# [EXERCISE TASK]
Rewrite the listing from the line containing "[segment] metal fence;" through the end, replacing "several separate parts" with "multiple distinct parts" and leaving everything else unchanged.

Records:

------------------------------------------------

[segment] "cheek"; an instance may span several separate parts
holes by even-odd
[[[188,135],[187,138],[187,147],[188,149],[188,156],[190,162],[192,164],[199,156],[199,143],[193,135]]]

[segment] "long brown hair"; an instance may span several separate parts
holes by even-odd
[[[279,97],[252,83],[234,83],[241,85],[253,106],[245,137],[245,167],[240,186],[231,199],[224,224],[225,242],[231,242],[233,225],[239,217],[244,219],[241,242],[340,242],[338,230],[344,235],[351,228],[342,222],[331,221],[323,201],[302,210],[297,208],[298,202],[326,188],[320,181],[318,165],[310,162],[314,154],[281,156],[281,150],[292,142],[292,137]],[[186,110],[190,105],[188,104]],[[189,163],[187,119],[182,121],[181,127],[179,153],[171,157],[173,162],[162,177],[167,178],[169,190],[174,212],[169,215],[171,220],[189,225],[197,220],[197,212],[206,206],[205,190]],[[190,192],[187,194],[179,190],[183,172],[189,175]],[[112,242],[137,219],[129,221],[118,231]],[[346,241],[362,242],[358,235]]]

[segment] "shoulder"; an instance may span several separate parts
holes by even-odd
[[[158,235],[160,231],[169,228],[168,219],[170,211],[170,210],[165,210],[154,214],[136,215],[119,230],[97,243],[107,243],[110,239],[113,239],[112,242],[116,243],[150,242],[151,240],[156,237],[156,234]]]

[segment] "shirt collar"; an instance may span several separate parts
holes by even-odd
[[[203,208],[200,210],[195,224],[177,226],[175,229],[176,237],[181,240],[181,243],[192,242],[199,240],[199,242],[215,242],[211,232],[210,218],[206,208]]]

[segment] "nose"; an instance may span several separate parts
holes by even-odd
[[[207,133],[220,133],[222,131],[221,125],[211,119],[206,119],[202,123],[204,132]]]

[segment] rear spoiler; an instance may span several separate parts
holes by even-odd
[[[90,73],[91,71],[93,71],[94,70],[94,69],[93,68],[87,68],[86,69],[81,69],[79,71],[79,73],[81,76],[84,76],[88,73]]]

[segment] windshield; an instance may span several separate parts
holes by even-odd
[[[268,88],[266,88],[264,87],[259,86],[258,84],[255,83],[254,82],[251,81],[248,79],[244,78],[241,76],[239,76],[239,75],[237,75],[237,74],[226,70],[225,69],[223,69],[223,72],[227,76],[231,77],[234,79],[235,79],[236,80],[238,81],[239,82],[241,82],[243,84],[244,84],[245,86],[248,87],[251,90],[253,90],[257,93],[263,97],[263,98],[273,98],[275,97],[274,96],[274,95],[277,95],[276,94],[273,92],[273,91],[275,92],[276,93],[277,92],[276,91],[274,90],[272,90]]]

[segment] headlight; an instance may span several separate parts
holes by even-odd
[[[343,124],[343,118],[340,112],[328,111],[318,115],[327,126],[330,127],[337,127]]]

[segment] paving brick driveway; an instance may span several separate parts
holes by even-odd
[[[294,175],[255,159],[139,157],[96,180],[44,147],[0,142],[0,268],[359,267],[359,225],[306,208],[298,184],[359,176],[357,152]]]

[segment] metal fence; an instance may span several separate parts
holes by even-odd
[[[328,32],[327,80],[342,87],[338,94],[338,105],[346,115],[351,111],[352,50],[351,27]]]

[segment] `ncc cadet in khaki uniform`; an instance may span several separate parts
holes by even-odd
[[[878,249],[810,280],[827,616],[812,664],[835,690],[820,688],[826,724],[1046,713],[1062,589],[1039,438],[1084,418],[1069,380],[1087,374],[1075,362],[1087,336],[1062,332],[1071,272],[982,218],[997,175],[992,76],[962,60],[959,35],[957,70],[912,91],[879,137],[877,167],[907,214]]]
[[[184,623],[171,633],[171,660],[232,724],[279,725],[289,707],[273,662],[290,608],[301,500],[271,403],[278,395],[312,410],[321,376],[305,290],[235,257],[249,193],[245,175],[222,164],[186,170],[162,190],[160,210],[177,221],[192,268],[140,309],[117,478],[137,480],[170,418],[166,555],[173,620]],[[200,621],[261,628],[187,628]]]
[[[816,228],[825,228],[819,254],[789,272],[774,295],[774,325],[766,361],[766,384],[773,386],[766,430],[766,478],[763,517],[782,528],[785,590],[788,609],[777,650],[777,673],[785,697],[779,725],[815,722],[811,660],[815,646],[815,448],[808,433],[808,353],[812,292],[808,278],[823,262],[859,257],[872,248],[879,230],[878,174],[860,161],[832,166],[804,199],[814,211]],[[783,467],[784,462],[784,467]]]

------------------------------------------------

# [RESPONSE TO THE TASK]
[segment] metal fence; an instance may span multiple distinct parts
holes by even-odd
[[[328,32],[327,80],[342,87],[338,94],[338,105],[346,115],[351,111],[352,50],[351,27]]]

[segment] `ncc cadet in khaki uniform`; an instance may span multiple distinct parts
holes by even-odd
[[[878,249],[810,280],[827,616],[812,664],[835,690],[820,688],[826,724],[1046,713],[1062,589],[1039,438],[1084,418],[1069,380],[1087,374],[1075,362],[1087,336],[1062,332],[1071,272],[982,218],[997,175],[992,76],[962,60],[959,35],[957,70],[912,91],[879,137],[877,167],[907,214]]]
[[[184,623],[171,633],[171,660],[232,724],[279,725],[289,707],[273,662],[290,608],[301,500],[271,403],[278,395],[312,410],[321,376],[305,290],[235,257],[249,193],[245,175],[222,164],[186,170],[162,190],[160,210],[177,221],[192,268],[140,309],[117,478],[137,480],[170,418],[166,555],[173,620]],[[200,621],[261,628],[187,628]]]
[[[816,228],[825,228],[819,254],[789,272],[774,295],[774,325],[766,361],[766,384],[773,386],[766,430],[766,478],[763,517],[782,528],[785,590],[788,609],[777,650],[777,673],[785,697],[779,725],[815,722],[811,660],[815,646],[815,448],[808,433],[808,353],[812,292],[808,278],[823,262],[859,257],[872,248],[879,230],[878,174],[860,161],[832,166],[804,199],[814,211]],[[783,467],[784,462],[784,467]]]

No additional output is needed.